Supplied information —
+---+
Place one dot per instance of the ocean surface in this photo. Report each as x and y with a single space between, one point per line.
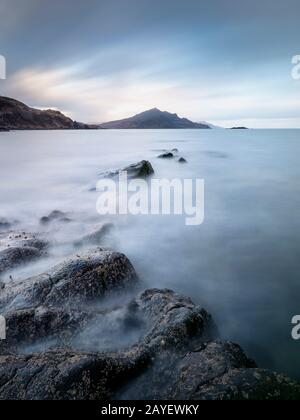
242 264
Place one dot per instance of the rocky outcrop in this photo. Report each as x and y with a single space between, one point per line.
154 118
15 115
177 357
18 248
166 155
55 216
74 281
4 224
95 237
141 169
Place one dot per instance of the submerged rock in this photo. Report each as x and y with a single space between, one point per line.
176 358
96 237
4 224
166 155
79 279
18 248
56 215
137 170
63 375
+---+
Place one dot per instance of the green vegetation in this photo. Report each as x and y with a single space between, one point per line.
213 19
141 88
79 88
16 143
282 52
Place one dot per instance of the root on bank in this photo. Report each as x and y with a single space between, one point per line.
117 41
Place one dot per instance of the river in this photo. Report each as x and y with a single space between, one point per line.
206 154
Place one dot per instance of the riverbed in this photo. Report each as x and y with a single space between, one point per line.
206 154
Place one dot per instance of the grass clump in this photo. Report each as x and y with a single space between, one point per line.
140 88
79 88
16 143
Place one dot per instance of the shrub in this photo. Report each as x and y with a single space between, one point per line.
+---+
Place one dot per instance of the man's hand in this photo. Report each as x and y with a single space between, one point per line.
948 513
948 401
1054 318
+---+
What you have to do — Update the records starting at the line containing "Place one dot per instance of the river in" and ending at the line containing "Place one dot per instance of the shrub", changing "single space" to "comma" and leaving everything else the same. Return only those lines.

Task solution —
Place one dot per instance of the river in this photo. Report each as x and y with a comma between, one point per line.
206 154
Place one dot per instance of the riverbed in this photo. Report each as x and y with a comma between, one point per line.
206 154
Place one dot per instance of the grass clump in this photo. Report each as x and y with a comma between, one point per line.
140 88
79 88
16 143
Place one dot per instance of the shrub in this photo. Report each as x and y with a comma between, one point per line.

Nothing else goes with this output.